-- SUPPLIED PASSAGE --
It would be worthwhile to test the new product against the old...like Projec Farm did. Just because it's reformulated, that will make a lot of people believe it's 'inferior' because that's the way their brains process.....'old' versus 'new'.
The AT-205, lubegard and blue devil the identical chemical. -> Diethylene glycol monoethyl ether 111-90-0 The chemical isn't all that expensive from a chemical supplier. I purchased a gallon from a local supplier 2015 for about $50. pretty much a lifetime supply.
I plan to add ATP to my power steering rack that is slightly leaking at the boot. Do I need to flush my system before or after I add the ATP? I tested the break fluid its slightly dirty, I’m not sure if it’s ok just to add the 2.5 oz and leave it like that. I’m also not sure if ATP would affect my power steering pump. I have a 2000 Lexus RX 300 AWD and it runs great with 188k miles. Great video and thanks for sharing!
If I had your 24 year old Lexus I'd dump in 2.5 and not worry about flushing it out. I'd just drive it and see if it stopped the leak... probably 50/50 it stops the leak. Good luck! I hope you're a subscriber and make those cars last baby!

(Photo object pointing records)

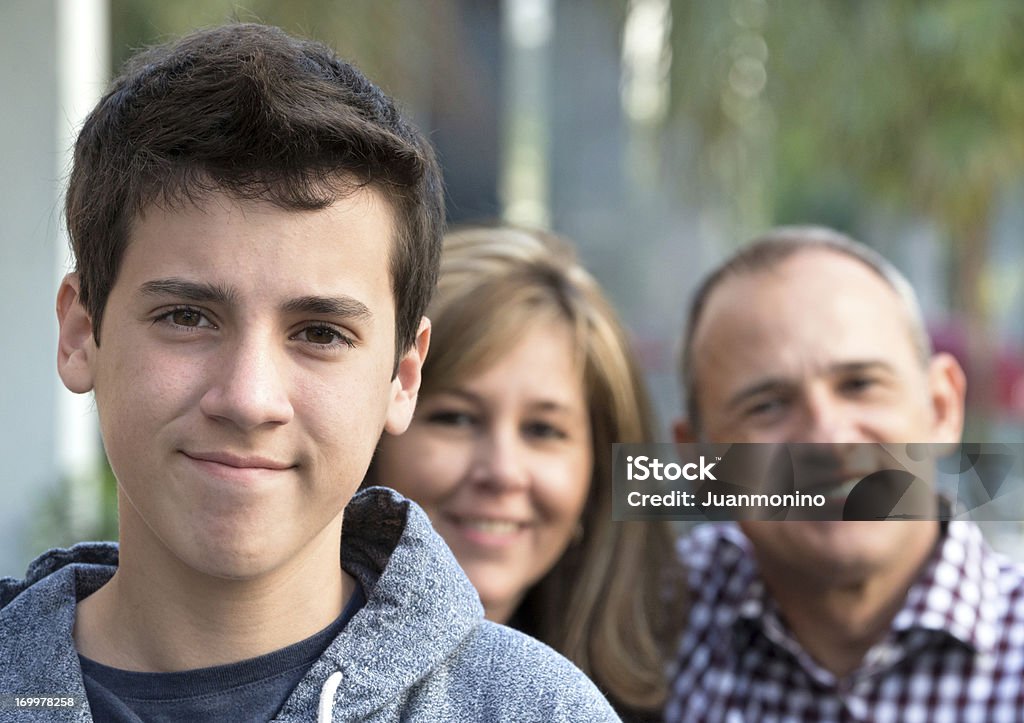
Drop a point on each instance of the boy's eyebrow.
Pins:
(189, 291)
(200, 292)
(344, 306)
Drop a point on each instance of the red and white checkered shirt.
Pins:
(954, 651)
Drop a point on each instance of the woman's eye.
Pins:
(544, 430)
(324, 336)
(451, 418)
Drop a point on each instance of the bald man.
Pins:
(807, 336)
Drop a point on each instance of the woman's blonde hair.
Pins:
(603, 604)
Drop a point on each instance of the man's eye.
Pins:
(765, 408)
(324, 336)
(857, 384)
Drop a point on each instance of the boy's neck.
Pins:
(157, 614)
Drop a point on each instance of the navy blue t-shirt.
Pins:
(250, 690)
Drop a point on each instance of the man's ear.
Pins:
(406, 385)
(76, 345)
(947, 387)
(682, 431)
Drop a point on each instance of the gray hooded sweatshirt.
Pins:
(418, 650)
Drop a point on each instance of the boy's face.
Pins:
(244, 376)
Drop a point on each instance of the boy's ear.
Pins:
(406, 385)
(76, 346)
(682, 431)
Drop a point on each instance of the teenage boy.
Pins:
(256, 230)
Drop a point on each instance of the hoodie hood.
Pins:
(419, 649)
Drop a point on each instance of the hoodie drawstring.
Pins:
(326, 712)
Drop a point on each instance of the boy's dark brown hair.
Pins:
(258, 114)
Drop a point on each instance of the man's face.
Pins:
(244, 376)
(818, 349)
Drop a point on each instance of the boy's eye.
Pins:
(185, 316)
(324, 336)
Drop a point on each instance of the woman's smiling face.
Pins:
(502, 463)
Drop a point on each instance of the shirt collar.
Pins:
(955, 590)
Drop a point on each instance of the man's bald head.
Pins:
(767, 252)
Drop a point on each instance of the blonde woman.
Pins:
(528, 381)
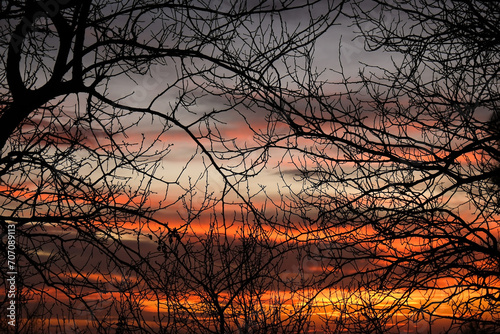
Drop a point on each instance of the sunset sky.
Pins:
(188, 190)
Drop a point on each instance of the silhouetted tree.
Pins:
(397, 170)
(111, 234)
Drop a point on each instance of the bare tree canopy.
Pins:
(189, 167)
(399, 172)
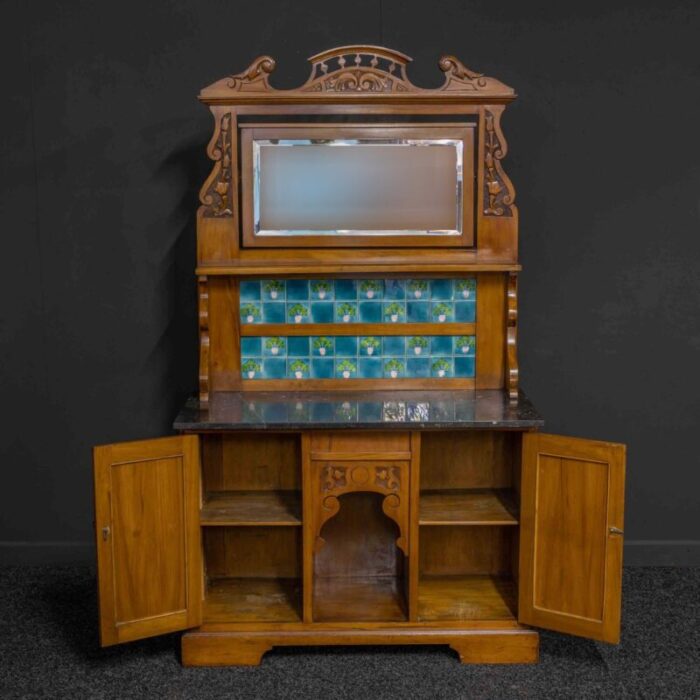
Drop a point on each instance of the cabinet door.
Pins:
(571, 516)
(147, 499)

-- DESCRIPTION OF THE TASK --
Please answer these questions on the leak additive comments, one per line and numbered 1., 2., 3.
1. Which chemical does one commenter say AT-205, lubegard and blue devil share?
2. What vehicle is the slightly leaking power steering rack on, and what is its mileage?
3. About how much did a gallon of that chemical cost from a local supplier, and in what year?
The material has nothing to do with the work here.

-- TASK SOLUTION --
1. Diethylene glycol monoethyl ether (111-90-0)
2. A 2000 Lexus RX 300 AWD with 188k miles
3. About $50, in 2015